Items drawn from a data source =>
────────

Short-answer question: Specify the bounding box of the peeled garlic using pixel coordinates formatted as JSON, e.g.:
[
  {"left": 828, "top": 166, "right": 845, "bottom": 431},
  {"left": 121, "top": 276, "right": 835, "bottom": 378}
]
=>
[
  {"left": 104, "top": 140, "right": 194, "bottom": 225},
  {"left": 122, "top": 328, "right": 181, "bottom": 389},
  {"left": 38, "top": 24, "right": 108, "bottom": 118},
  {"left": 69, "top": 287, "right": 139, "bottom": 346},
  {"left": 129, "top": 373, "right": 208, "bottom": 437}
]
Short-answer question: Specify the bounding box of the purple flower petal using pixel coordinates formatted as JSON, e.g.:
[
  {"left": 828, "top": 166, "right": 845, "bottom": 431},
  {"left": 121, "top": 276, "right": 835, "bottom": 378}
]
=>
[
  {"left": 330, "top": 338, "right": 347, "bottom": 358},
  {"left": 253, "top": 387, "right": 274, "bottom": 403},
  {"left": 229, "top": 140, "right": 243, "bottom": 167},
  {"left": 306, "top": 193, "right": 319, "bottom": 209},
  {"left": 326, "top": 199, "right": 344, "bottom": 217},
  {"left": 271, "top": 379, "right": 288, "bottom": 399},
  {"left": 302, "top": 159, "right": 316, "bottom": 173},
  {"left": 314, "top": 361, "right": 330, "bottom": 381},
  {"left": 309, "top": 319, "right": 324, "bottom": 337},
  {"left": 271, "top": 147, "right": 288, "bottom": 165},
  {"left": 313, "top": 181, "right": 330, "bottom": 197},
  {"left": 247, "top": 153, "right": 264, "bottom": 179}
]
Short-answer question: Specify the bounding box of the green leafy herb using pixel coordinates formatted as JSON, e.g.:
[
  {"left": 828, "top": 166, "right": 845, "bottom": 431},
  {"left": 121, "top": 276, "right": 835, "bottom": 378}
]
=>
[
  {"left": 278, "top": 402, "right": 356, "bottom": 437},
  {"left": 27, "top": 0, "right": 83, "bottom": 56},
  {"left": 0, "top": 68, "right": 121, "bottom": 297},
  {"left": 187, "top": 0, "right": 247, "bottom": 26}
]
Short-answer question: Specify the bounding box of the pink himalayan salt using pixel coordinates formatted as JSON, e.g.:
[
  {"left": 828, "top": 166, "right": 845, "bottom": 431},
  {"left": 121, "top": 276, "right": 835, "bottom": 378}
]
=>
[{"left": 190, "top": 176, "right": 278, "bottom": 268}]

────────

Requirements => Lay out the lines above as a Markdown table with the columns Row and Line, numbering each row and leaving out any blank lines.

The answer =>
| Row | Line |
|---|---|
| 1 | Short-answer question: Specify the bounding box of the peeled garlic using pixel coordinates formatted as JSON, e.g.: |
| 2 | [ |
| 3 |   {"left": 828, "top": 166, "right": 845, "bottom": 431}, |
| 4 |   {"left": 121, "top": 276, "right": 835, "bottom": 378} |
| 5 | ] |
| 6 | => |
| 7 | [ |
| 8 |   {"left": 104, "top": 140, "right": 194, "bottom": 225}, |
| 9 |   {"left": 122, "top": 328, "right": 181, "bottom": 389}, |
| 10 |   {"left": 38, "top": 24, "right": 108, "bottom": 118}, |
| 11 |   {"left": 69, "top": 287, "right": 139, "bottom": 346}, |
| 12 |   {"left": 129, "top": 373, "right": 208, "bottom": 437} |
| 13 | ] |
| 14 | Short-answer question: Specify the bounding box of the purple flower petal using pixel coordinates formatted as JSON, e.g.: |
| 15 | [ |
| 16 |   {"left": 828, "top": 166, "right": 845, "bottom": 431}, |
| 17 |   {"left": 121, "top": 276, "right": 835, "bottom": 378} |
| 18 | ] |
| 19 | => |
| 20 | [ |
| 21 |   {"left": 330, "top": 338, "right": 347, "bottom": 358}, |
| 22 |   {"left": 253, "top": 387, "right": 274, "bottom": 403}, |
| 23 |   {"left": 229, "top": 140, "right": 243, "bottom": 167}, |
| 24 |   {"left": 306, "top": 193, "right": 319, "bottom": 209}, |
| 25 |   {"left": 326, "top": 199, "right": 344, "bottom": 217}, |
| 26 |   {"left": 271, "top": 379, "right": 288, "bottom": 399}, |
| 27 |   {"left": 302, "top": 159, "right": 316, "bottom": 173}, |
| 28 |   {"left": 314, "top": 361, "right": 330, "bottom": 381}, |
| 29 |   {"left": 309, "top": 319, "right": 324, "bottom": 337}, |
| 30 |   {"left": 271, "top": 147, "right": 288, "bottom": 165}, |
| 31 |   {"left": 313, "top": 181, "right": 330, "bottom": 197}, |
| 32 |   {"left": 247, "top": 153, "right": 264, "bottom": 179} |
| 33 | ] |
| 34 | Short-answer question: Specify the bounding box of the green leafy herb using pixel coordinates formatted as JSON, e.g.: |
| 35 | [ |
| 36 |   {"left": 828, "top": 166, "right": 845, "bottom": 431}, |
| 37 |   {"left": 121, "top": 276, "right": 835, "bottom": 378} |
| 38 | ] |
| 39 | => |
| 40 | [ |
| 41 |   {"left": 278, "top": 402, "right": 356, "bottom": 437}, |
| 42 |   {"left": 27, "top": 0, "right": 83, "bottom": 56}, |
| 43 |   {"left": 0, "top": 68, "right": 121, "bottom": 297}, |
| 44 |   {"left": 187, "top": 0, "right": 247, "bottom": 26} |
| 45 | ] |
| 46 | Short-answer question: Specify the bounding box of the pink himalayan salt using pixel coordinates formatted as JSON, e.g.: |
| 47 | [ |
| 48 |   {"left": 828, "top": 166, "right": 845, "bottom": 431}, |
| 49 |   {"left": 121, "top": 276, "right": 835, "bottom": 378} |
| 50 | ] |
| 51 | => |
| 52 | [{"left": 190, "top": 176, "right": 278, "bottom": 268}] |